- _RECORDS SHOWN_
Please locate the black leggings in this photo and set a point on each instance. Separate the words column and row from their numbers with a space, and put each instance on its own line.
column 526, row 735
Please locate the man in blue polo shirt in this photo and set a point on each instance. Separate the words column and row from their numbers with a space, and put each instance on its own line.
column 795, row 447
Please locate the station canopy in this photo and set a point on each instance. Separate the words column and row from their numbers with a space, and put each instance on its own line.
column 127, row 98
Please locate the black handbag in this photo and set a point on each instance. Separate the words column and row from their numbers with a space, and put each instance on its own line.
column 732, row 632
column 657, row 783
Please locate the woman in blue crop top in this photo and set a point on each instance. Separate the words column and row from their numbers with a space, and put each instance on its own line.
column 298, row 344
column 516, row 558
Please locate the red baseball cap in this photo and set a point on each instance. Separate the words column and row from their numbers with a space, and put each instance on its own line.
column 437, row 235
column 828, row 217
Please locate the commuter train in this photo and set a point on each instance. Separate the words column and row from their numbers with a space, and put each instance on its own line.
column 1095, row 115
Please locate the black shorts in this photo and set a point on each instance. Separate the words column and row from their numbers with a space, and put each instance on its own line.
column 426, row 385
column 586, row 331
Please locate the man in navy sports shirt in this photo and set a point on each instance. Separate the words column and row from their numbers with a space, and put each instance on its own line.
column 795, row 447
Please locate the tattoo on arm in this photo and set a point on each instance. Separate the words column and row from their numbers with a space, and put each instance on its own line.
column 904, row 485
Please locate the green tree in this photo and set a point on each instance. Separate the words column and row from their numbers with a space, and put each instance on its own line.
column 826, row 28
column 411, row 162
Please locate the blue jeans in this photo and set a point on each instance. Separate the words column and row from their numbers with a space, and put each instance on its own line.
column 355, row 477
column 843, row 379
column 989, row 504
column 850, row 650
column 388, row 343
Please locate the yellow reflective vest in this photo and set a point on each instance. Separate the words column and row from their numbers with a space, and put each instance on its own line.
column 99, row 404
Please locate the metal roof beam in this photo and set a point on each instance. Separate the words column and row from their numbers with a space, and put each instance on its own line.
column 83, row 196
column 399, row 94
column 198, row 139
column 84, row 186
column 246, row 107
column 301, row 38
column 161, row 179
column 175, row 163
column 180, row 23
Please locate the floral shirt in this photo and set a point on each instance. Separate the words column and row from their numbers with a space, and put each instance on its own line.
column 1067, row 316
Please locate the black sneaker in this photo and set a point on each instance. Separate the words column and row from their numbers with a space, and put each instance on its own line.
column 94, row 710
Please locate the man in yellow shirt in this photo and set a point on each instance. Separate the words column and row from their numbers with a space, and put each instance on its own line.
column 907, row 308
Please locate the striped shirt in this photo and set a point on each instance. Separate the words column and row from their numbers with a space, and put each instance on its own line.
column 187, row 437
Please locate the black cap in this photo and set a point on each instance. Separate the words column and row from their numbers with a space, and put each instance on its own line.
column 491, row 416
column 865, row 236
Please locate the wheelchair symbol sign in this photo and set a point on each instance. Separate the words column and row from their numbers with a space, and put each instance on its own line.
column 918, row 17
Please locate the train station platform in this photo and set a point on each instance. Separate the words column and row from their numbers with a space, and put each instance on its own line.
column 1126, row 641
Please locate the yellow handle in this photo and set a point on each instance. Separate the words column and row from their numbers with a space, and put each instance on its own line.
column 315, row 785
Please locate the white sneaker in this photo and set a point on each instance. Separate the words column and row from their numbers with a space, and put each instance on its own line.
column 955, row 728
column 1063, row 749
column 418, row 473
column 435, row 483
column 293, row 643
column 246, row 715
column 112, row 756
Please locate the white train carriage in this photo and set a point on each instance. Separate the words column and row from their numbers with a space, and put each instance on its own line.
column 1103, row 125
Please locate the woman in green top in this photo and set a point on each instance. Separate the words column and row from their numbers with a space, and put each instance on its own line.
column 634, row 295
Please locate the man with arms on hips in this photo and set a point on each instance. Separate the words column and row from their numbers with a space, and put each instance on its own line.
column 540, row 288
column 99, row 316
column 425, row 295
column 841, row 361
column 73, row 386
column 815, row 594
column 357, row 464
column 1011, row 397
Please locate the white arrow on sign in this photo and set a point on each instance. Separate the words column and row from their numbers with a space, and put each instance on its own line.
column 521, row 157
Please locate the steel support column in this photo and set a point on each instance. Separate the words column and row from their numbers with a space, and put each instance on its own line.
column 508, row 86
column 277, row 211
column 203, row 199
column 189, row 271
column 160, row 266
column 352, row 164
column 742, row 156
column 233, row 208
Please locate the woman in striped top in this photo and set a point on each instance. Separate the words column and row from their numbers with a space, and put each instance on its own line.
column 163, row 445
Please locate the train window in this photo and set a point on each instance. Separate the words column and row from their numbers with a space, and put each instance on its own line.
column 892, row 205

- _WHAT THE EXERCISE ASKS_
Write out every entry above, word for word.

- _TASK RESPONSE_
Please locate the black leggings in this photo and set a point on each instance. Separate the words column and row from their numbers with a space, and put each instance on its own line.
column 526, row 735
Please locate the man in blue polo shirt in this photo and set a point on each instance. Separate the words column and row from their numbers with a space, and put each instance on its own line.
column 795, row 447
Please locate the station canopy in this photo and set a point on each instance. Separate the words column and row from their numbers with a space, and put each instance on its own line.
column 127, row 98
Please locate the black handbag in this photo and set a point on each instance. Separate the words column and row from their numbers with a space, and put each instance on its own line.
column 732, row 632
column 657, row 783
Please locate the woman in blue crop top in this photo and set a point on each instance. Separate the words column and row from their numbers with a space, and put each instance on its own line.
column 298, row 344
column 516, row 558
Please locate the red baseball cap in this photo and set a point on each instance. Separate the words column and row from their numbers with a space, and put each instance on its own line.
column 437, row 235
column 828, row 217
Please locate the commuter train in this photo and set a point on each instance. Separate the words column and row from their numbers with a space, and put each instance on its own line.
column 1095, row 115
Please locate the black shorts in this photo and set a point on each instance. Separate the words column and row from their numbers with a space, and put each instance on its own line.
column 426, row 385
column 586, row 331
Please locate the man in navy sports shirt in this photo and set a point on each instance. Separate the words column and row from their numbers with a space, and put each instance on its own line.
column 795, row 447
Please locate the tattoo on arm in this photo and set a point on each instance. Separate the words column and row from their numbers with a space, and put each instance on its own line.
column 904, row 485
Please locate the green tree in this photo and set a point on each instance. Separate the words column and row from their numbers with a space, and put each instance on its own line.
column 826, row 28
column 411, row 162
Please locate the blue jeans in this photo and set a point on each instance. Separate the words column and row from their numbers with a space, and put each instance on its own line.
column 355, row 477
column 843, row 379
column 989, row 504
column 850, row 650
column 388, row 343
Please locate the yellow reflective vest in this photo and set a point on each instance. Separate the words column and row from their numbers with a space, and put each instance on its own line.
column 99, row 404
Please locate the metal roof beam in this photo and set a point on each instance. Separate the words column and row from their numbers with a space, and put each instance on its own line.
column 83, row 196
column 399, row 94
column 198, row 139
column 84, row 186
column 246, row 107
column 301, row 38
column 161, row 179
column 175, row 163
column 180, row 23
Please locate the floral shirt in this photo and set a point on each instance. Separate the words column and row from their numbers with a space, and put each instance on its own line.
column 1067, row 316
Please locate the black sneaker in this photo and set a point on each instance. Separate the words column and row from their numbers with a space, and put each instance on its own line.
column 94, row 710
Please locate the man in yellow shirt in this photo and set a point on each instance. Separate the words column and row from their numbers with a space, and put each instance on its own line.
column 907, row 308
Please locate the striped shirt in this photo and set a point on each instance. Separate the words column and row from their numbers with a space, and put each instance on its own line.
column 187, row 437
Please locate the black cap in this photo and set a point on each instance. Separate the words column and row from their numbers with a space, and put each instance on its own line.
column 491, row 416
column 865, row 236
Please locate the wheelchair symbol sign in this photo and set a point on each instance. Separate the words column and row from their numbers with a space, and put each instance on its own line.
column 918, row 17
Please locate the train station platform in this photo and set a point on each instance. Separate the words column and row from their numbers with a space, and put each instance on its own line.
column 1126, row 641
Please locate the yellow handle in this photo and set a point on each instance. Separate the words column and row from their numbers with a space, and put each instance on its own line.
column 315, row 785
Please locate the white sneaker in this photo and set a point on each instance. Separate the words column and row from their numbers with a space, and put each instance on its own line.
column 955, row 728
column 1063, row 749
column 418, row 473
column 435, row 483
column 293, row 643
column 246, row 715
column 112, row 756
Please locate the white train carriage in this photo and set a point on each instance. Separate the words column and row from their numbers with a space, and put each instance on its own line.
column 1103, row 125
Please locate the woman in green top in this photo and set a point on each instance. Separate the words column and row from their numbers with a space, and put each instance on its own line.
column 634, row 295
Please locate the man with arms on hips in this photo and set a point on each instance. Separate the words column and row from their numbers with a space, and put each instance on its own line.
column 540, row 288
column 99, row 316
column 425, row 295
column 841, row 361
column 73, row 386
column 815, row 594
column 357, row 464
column 1011, row 397
Please locate the white arrow on sign in this photo and set a point on each instance. Separate the words column and row from their numbers with a space, and put each instance on its own line.
column 521, row 157
Please locate the steel support column in this photo and set a point on each instance. Separate the words column and row from their numbers with a space, and put each instance on its own line.
column 508, row 86
column 277, row 211
column 203, row 199
column 189, row 271
column 160, row 266
column 352, row 164
column 742, row 156
column 233, row 208
Please locate the woman in striped top in this photo and set a point on each instance. Separate the words column and row from their numbers with a space, and put each instance on its own line.
column 163, row 445
Please locate the train window in this photo and set a point on each instance. Separate the words column and row from their numbers with a space, and put each instance on its own line.
column 892, row 205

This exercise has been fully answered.